* **Tasks for this exercise**:
A - In the post about Jukai, which church observance did the ceremony remind the writer of?
B - Reproduce the stretch of the post about Jukai from "Sensei and the" through "What a luxury.".

* **Article**:
---+---

Sensei and the other members have been very kind to me as I've stumbled over my robe (and my own feet), bowed in the wrong direction after a sitting, got lost on the way from the Buddha Hall to the zendo, and (during one sitting I will never forget) slid right off my cushion with a deafening THUD because my entire ass fell asleep during zazen and I was trying surreptitiously to wiggle it around and wake it up.

I'm allowed to make mistakes, I'm expected to make mistakes. When they happen, I'm gently but firmly corrected or nudged in the right direction. It's like being a child, except that when I was a child in school my errors were punished far more harshly. I can remember so many times hearing a teacher yell, "I would have expected [insert problem here] from any other child, but not from you!" And now I'm not special, not special at all. What a luxury.

All of this led up to last night, and a ceremony called Jukai, during which I (and the rest of the community) took the precepts of Buddhism. I don't know how to describe this in terms that really make sense to people who haven't read a lot about Buddhism. It sort of reminded me of the once-yearly reaffirmation of baptismal vows in a Roman Catholic church. But for me, personally, it felt like a conversion ceremony. I was once a born Christian with an interest in Buddhism. Now I'm a Buddhist. A small but important (well, important to me) line has been crossed.

---+---

Dataset excerpt
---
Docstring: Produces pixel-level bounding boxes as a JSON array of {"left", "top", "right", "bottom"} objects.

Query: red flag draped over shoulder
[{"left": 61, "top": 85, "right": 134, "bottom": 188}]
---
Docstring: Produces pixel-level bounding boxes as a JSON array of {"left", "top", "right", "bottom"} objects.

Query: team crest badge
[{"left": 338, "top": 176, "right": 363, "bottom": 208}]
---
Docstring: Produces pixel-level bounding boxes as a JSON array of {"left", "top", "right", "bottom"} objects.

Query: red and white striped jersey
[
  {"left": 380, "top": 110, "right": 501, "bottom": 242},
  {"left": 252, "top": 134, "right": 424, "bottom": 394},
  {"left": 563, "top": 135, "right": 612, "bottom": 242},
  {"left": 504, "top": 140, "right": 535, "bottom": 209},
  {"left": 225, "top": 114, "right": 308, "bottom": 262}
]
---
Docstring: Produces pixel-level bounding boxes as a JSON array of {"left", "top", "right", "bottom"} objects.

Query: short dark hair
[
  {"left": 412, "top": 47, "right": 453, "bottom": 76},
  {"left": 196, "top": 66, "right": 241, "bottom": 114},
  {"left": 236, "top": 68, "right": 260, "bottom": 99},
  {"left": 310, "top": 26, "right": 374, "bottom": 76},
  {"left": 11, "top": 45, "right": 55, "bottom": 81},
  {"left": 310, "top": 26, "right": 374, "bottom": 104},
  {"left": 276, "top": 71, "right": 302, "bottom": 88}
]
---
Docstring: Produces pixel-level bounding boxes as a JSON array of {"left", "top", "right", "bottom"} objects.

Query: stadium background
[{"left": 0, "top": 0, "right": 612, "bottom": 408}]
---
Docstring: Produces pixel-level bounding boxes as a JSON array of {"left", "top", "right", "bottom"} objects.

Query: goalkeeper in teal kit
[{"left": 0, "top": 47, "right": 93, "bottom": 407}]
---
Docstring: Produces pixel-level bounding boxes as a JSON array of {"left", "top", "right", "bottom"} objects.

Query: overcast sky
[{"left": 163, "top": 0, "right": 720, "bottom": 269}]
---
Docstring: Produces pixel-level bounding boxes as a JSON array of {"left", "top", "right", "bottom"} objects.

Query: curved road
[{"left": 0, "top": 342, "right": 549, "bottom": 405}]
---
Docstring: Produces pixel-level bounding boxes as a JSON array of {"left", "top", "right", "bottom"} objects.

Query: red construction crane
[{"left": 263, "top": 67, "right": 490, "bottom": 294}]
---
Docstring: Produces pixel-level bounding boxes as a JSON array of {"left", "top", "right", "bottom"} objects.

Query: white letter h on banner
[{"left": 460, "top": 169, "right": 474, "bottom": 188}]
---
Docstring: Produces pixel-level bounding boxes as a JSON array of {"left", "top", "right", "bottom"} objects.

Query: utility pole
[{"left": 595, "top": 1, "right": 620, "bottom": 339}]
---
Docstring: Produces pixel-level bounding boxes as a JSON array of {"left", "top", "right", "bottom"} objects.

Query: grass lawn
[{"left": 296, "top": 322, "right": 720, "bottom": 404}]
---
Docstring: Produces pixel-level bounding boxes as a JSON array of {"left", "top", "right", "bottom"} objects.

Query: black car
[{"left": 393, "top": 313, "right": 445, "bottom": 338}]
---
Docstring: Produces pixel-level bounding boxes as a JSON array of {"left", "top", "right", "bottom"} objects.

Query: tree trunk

---+---

* **Solutions to the exercise**:
A - The once-yearly reaffirmation of baptismal vows in a Roman Catholic church.

B -
Sensei and the other members have been very kind to me as I've stumbled over my robe (and my own feet), bowed in the wrong direction after a sitting, got lost on the way from the Buddha Hall to the zendo, and (during one sitting I will never forget) slid right off my cushion with a deafening THUD because my entire ass fell asleep during zazen and I was trying surreptitiously to wiggle it around and wake it up.

I'm allowed to make mistakes, I'm expected to make mistakes. When they happen, I'm gently but firmly corrected or nudged in the right direction. It's like being a child, except that when I was a child in school my errors were punished far more harshly. I can remember so many times hearing a teacher yell, "I would have expected [insert problem here] from any other child, but not from you!" And now I'm not special, not special at all. What a luxury.